*GEKOZEN FRAGMENT*:
- - - -

De bijdrage voor de algemene voorziening kan door de gemeente zelf worden gevraagd, opgelegd en geïnd. De hoogte daarvan wordt niet inkomensafhankelijk. De vraag is hoe zich dat verhoudt tot de stapeling van bijdragen (zie verder onder ‘wetswijziging WWB’ in dit blog).
Beperkte toegang?
Een terugblik op het Regeerakkoord leert dat de hulp bij het huishouden alleen toegankelijk wordt voor degene die het echt nodig hebben waaronder ook het inkomen tot 120% van het minimum wordt gerekend. Als ik de sprekers van VWS tijdens de bijeenkomsten goed heb beluisterd komt er geen inkomens- of vermogensgrens in de nieuwe Wmo.
Bijzondere bijstand kosten hulp bij het huishouden?
Stel, dat hulp bij het huishouden (categorie HH1) door de gemeente als algemene voorziening wordt aangeboden. Zou het dan kunnen zijn dat minima tot 120% van het WML geen bijdrage betalen en degene met een hoger inkomen wel? Of verstrekt de gemeente aan degene met een inkomen lager dan 120% van het WML bijzondere bijstand voor de bijdrage die voor het gebruik van de algemene voorziening wordt gevraagd? Niet helemaal onlogisch. Immers degene die thans minimaal 26 weken een indicatie heeft voor hulp bij het huishouden voor minstens één uur per week is chronisch ziek in de zin van de Wtcg. Daarmee bestaat (tot 1 januari 2014) aanspraak op een jaarlijkse tegemoetkoming. Let wel het gaat hierbij wel om hulp bij het huishouden als individuele voorziening. Verder kent de Wtcg overigens draagkrachtregels (inkomens- en vermogensgrenzen) die een tegemoetkoming in de weg staan.
Wetswijziging Wet werk en bijstand
Voordat de Participatiewet in werking zal treden wordt eerst de WWB nog gewijzigd. De beoogde datum hiervoor is 1 juli 2014. Zie ook onder kopje “II. Sociale zekerheid en inkomensbeleid” aan het begin van dit blog.
Individuele bijstand
Voorgesteld wordt om de individuele bijzondere bijstand te verruimen. Zou dan de oorspronkelijk bedoelde maatwerkfunctie weer echt terugkomen? Zie daarvoor ook TK 2002/03, 28 870, nr. 3, p. 13-14. Je begrijpt dat ik met belangstelling de (nieuwe) redactie van artikel 35 WWB tegemoet zie. Dat artikel is thans al erg individueel en toepassing daarvan wordt door de bestuursrechter vol getoetst, met uitzondering van de draagkrachtregels. Ik weet dus niet zo goed wat je daar aan zou moeten of kunnen wijzigingen. Zou de aftrek van de buitengewone uitgaven ingeval van draagkracht weer worden ingevoerd? Denk bijvoorbeeld aan opgelegde en betaalde (eigen) bijdragen of andere kosten die verband houden met een chronische ziekte of handicap die niet voor bijzondere bijstand in aanmerking komen. In de WWB is dit nu alleen toegestaan voor de formele eigen bijdrage in de kosten van kinderopvang wegens werk voor alleenstaande ouders. Dat geldt overigens ook bij de draagkrachtregels voor kwijtschelding van gemeentelijke belastingen en heffingen.

- - - -

*GESELECTEERDE RIJEN*:
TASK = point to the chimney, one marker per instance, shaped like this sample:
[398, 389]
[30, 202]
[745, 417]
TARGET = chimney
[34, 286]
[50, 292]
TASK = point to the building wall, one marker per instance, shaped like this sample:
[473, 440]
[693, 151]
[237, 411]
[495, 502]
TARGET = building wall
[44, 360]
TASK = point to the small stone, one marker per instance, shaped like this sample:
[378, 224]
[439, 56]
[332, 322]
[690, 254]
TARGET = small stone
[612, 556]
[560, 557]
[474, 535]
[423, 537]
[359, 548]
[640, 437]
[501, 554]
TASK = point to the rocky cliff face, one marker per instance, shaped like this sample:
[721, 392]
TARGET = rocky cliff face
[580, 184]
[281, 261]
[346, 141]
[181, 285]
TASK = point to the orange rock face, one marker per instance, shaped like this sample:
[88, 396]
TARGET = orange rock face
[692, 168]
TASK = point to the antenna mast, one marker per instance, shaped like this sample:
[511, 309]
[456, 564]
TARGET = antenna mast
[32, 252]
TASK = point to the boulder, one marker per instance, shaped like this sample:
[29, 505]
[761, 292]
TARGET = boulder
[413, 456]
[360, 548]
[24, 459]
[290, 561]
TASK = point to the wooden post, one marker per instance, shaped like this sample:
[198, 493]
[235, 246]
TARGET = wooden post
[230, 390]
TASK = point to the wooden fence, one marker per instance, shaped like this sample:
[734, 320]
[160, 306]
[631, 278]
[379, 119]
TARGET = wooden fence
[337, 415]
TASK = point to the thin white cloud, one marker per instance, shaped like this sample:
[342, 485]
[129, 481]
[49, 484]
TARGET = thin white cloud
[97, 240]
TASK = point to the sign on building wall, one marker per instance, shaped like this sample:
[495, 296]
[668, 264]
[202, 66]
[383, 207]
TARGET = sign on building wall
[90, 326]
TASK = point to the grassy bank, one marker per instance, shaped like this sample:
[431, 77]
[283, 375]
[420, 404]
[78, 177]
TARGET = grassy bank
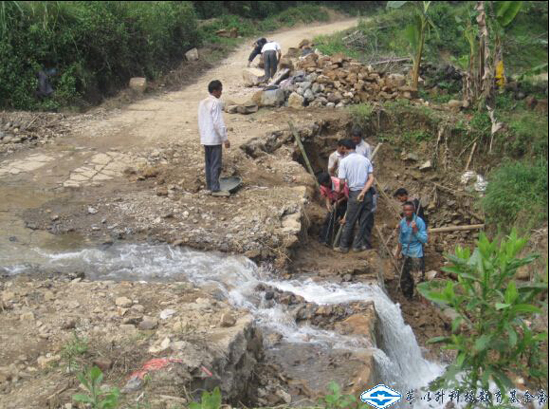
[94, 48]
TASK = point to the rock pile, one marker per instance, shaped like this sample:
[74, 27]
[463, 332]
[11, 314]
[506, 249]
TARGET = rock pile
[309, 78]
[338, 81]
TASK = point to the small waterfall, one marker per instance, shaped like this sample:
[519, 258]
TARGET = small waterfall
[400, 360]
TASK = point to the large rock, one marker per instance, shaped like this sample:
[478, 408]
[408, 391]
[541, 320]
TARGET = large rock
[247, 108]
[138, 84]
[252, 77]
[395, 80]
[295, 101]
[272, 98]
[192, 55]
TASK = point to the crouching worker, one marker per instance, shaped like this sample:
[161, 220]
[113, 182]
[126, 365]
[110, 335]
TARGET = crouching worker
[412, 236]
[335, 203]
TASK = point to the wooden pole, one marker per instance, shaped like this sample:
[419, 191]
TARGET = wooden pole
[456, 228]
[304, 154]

- - - -

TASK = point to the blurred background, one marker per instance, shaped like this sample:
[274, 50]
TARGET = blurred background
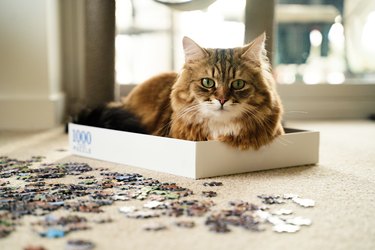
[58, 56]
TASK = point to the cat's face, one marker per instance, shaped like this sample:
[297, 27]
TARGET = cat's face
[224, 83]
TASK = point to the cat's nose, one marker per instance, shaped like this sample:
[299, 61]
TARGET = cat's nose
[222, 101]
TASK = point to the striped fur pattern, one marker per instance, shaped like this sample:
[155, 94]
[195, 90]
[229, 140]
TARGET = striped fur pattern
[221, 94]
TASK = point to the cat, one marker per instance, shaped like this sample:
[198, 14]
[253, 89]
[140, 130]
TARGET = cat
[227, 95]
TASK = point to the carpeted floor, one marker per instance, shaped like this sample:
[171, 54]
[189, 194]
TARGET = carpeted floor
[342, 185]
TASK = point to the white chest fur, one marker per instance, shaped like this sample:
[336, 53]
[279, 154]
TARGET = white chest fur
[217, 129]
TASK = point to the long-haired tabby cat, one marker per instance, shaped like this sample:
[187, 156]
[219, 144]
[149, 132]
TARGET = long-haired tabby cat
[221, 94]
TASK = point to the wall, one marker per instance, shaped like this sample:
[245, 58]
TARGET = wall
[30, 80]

- - - -

*OPGAVE A*: Geef voor elke bewering aan of die klopt met het gekozen fragment: (i) de beoogde datum voor de wijziging van de WWB is 1 juli 2014; (ii) de hoogte van de bijdrage voor de algemene voorziening wordt inkomensafhankelijk; (iii) voorgesteld wordt om de individuele bijzondere bijstand te beperken. Antwoord per bewering met ja of nee en citeer de doorslaggevende woorden uit het fragment letterlijk.
*OPGAVE B*: Herhaal woordelijk een stuk uit het gekozen fragment. Begin bij de woorden "De bijdrage voor" en stop na "de nieuwe Wmo.".

*ANTWOORD A*:
(i) Ja: "De beoogde datum hiervoor is 1 juli 2014."
(ii) Nee: "De hoogte daarvan wordt niet inkomensafhankelijk."
(iii) Nee: "Voorgesteld wordt om de individuele bijzondere bijstand te verruimen."

*ANTWOORD B*:
De bijdrage voor de algemene voorziening kan door de gemeente zelf worden gevraagd, opgelegd en geïnd. De hoogte daarvan wordt niet inkomensafhankelijk. De vraag is hoe zich dat verhoudt tot de stapeling van bijdragen (zie verder onder ‘wetswijziging WWB’ in dit blog).
Beperkte toegang?
Een terugblik op het Regeerakkoord leert dat de hulp bij het huishouden alleen toegankelijk wordt voor degene die het echt nodig hebben waaronder ook het inkomen tot 120% van het minimum wordt gerekend. Als ik de sprekers van VWS tijdens de bijeenkomsten goed heb beluisterd komt er geen inkomens- of vermogensgrens in de nieuwe Wmo.